__SELECTED PASSAGE__
◆ ◆ ◆
[PATCH] NVMe: Shutdown fixes

Wed Nov 25 08:42:57 PST 2015

On Wed, Nov 25, 2015 at 04:05:45PM +0000, Keith Busch wrote:
> > >  	if (test_bit(NVME_CTRL_RESETTING, &dev->flags)) {
> > > -		req->errors = NVME_SC_ABORT_REQ | NVME_SC_DNR;
> > > +		dev_warn(dev->dev,
> > > +				"I/O %d QID %d timeout, disable controller\n",
> > > +				 req->tag, nvmeq->qid);
> > > +		nvme_dev_shutdown(dev);
> > >  		return BLK_EH_HANDLED;
> > 
> > So here you return BLK_EH_HANDLED without setting req->errors, which
> > sounds like it might be related to the above issue.
> 
> Right, we don't want to set req->errors here. nvme_dev_shutdown
> unconditionally reaps every request known to the driver,

No, it's doesn't.  nvme_dev_shutdown through nvme_clear_queue and
nvme_cancel_queue_ios calls blk_mq_complete_request on every started
request.  But blk_mq_complete_request is a no-op if REQ_ATOM_COMPLETE
is already set, which it is for a request in the timeout handler

> so it's safe
> assume the timed out request is completed and return EH_HANDLED.
◆ ◆ ◆
__DATA EXTRACT__
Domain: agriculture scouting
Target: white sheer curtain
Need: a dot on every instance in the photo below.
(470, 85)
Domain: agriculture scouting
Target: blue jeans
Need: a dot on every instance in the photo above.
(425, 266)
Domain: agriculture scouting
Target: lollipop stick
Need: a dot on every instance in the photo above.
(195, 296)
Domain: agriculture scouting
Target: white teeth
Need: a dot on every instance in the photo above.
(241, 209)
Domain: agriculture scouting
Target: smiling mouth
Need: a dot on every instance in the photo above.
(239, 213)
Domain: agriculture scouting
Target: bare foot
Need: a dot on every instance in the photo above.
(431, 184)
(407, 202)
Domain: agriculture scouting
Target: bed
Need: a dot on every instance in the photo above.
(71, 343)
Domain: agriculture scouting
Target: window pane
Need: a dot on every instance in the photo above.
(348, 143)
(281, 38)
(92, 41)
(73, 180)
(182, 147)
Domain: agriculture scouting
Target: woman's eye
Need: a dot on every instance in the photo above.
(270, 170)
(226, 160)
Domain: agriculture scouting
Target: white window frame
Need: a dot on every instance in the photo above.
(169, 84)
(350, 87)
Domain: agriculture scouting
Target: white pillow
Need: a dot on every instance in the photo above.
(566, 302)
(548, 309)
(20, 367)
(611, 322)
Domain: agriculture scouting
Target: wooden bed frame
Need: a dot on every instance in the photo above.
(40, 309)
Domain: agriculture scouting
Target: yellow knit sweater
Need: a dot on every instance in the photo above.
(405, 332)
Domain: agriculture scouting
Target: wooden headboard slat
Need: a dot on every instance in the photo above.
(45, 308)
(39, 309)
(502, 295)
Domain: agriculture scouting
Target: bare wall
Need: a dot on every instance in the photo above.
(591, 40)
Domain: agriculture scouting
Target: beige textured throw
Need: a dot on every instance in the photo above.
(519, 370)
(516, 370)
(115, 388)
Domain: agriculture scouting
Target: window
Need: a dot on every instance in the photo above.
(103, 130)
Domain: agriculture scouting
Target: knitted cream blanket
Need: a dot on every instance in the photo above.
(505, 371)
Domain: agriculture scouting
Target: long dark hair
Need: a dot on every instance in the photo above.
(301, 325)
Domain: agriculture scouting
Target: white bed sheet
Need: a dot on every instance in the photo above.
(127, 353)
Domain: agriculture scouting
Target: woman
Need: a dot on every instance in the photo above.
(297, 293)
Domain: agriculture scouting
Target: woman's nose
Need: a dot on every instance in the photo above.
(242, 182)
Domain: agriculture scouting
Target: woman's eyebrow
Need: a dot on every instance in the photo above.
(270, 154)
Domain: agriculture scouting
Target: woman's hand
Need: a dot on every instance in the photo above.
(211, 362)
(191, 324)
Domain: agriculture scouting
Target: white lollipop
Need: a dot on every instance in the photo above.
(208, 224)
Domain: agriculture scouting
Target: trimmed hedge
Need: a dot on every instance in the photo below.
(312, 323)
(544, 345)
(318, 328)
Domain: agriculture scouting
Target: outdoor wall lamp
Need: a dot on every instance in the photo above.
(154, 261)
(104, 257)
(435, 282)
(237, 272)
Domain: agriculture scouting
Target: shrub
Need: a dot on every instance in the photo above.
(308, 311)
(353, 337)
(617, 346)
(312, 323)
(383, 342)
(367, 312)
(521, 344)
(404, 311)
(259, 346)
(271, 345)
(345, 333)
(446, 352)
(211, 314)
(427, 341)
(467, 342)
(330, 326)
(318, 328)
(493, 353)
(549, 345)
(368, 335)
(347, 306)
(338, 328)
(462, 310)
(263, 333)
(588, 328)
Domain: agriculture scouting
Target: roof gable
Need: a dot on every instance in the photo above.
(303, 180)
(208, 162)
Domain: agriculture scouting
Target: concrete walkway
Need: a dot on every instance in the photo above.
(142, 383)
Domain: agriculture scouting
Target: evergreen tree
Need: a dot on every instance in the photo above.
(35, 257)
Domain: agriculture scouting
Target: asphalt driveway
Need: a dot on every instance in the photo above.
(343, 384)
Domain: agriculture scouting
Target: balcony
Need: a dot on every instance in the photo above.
◆ ◆ ◆
__WHAT YOU HAVE TO DO__
Reproduce the NVMe patch thread starting at "On Wed, Nov" and ending at "the above issue.", renaming "BLK_EH_HANDLED" to "BLK_EH_DONE" throughout.

__THE SOLUTION__
On Wed, Nov 25, 2015 at 04:05:45PM +0000, Keith Busch wrote:
> > >  	if (test_bit(NVME_CTRL_RESETTING, &dev->flags)) {
> > > -		req->errors = NVME_SC_ABORT_REQ | NVME_SC_DNR;
> > > +		dev_warn(dev->dev,
> > > +				"I/O %d QID %d timeout, disable controller\n",
> > > +				 req->tag, nvmeq->qid);
> > > +		nvme_dev_shutdown(dev);
> > >  		return BLK_EH_DONE;
> > 
> > So here you return BLK_EH_DONE without setting req->errors, which
> > sounds like it might be related to the above issue.